***** EXCERPT TO READ
A general look at the data (frequency count) confirms my observation that Lánnang-uè words with Sinitic origins tend to share the same prosodic qualities as its counterpart in the source Sinitic languages. It shows that Tagalog- and English- origin words tend to be modified. The data also shows variation/devitions from the general pattern.
dat.main.train$sinitic.label <- ifelse(dat.main.train$sinitic == 1, 'sinitic', 'non-sinitic')
dat.main.train$modified.label <- ifelse(dat.main.train$modified == 1, 'modified', 'as-is')
dat.main$sinitic.label <- ifelse(dat.main$sinitic == 1, 'sinitic', 'non-sinitic')
dat.main$modified.label <- ifelse(dat.main$modified == 1, 'modified', 'as-is')
df.prosmain <- as.data.frame(table(dat.main$sinitic.label,dat.main$modified.label))
DT::datatable(df.prosmain, options = list(
pageLength=5, scrollX='400px'), filter = 'top')I created new factors like sinitic (words with Sinitic sources) and era.forfil (categorical age) and factorized them.
dat.main.train$modified.bin <- ifelse(dat.main.train$modified == 1, 1, 0)
dat.main.train$sinitic <- as.numeric(as.character(dat.main.train$sinitic))
**********
***** SUPPLIED MATERIAL
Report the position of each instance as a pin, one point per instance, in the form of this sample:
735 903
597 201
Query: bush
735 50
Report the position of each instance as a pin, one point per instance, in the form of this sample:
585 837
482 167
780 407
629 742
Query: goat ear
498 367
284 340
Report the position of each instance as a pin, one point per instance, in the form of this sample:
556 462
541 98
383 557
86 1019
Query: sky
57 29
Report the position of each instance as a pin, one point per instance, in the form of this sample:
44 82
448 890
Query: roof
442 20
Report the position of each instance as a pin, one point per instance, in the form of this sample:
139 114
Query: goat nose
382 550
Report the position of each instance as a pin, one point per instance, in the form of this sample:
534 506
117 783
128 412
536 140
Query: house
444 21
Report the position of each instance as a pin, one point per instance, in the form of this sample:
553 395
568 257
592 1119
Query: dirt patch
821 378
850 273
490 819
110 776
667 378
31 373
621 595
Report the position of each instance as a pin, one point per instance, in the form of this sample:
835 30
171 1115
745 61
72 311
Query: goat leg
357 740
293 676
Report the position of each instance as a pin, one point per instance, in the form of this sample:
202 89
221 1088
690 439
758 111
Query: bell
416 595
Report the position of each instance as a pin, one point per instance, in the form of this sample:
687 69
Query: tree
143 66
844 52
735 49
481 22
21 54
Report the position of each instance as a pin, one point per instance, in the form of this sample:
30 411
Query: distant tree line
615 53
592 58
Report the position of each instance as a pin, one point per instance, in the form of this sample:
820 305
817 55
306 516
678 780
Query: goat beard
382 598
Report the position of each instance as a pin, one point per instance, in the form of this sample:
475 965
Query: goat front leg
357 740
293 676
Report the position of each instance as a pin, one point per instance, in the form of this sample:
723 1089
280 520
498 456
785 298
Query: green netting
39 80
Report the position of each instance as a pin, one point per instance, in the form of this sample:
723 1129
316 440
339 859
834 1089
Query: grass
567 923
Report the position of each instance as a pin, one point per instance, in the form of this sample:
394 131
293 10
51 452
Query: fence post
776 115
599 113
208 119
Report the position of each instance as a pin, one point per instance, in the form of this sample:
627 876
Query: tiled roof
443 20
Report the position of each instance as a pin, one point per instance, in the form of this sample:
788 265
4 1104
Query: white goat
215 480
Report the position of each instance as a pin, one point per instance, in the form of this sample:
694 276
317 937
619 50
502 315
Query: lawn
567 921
**********
TASK SET:
1. Reproduce the passage of the Lánnang-uè excerpt between "dat.main$sinitic.label <- ifelse(dat.main$sinitic" and "ifelse(dat.main.train$modified == 1, 1, 0)", inclusive.
2. In one to three sentences, explain what the Lánnang-uè excerpt gives as the basis for confirming its observation, and state what that observation is.

ANSWERS FOR THE EXERCISE:
1.
dat.main$sinitic.label <- ifelse(dat.main$sinitic == 1, 'sinitic', 'non-sinitic')
dat.main$modified.label <- ifelse(dat.main$modified == 1, 'modified', 'as-is')
df.prosmain <- as.data.frame(table(dat.main$sinitic.label,dat.main$modified.label))
DT::datatable(df.prosmain, options = list(
pageLength=5, scrollX='400px'), filter = 'top')I created new factors like sinitic (words with Sinitic sources) and era.forfil (categorical age) and factorized them.
dat.main.train$modified.bin <- ifelse(dat.main.train$modified == 1, 1, 0)

2. The observation is confirmed by a general look at the data, namely a frequency count. It holds that Lánnang-uè words of Sinitic origin tend to keep the same prosodic qualities as their counterparts in the source Sinitic languages, while words of Tagalog and English origin tend to be modified. The data also show variation from this general pattern.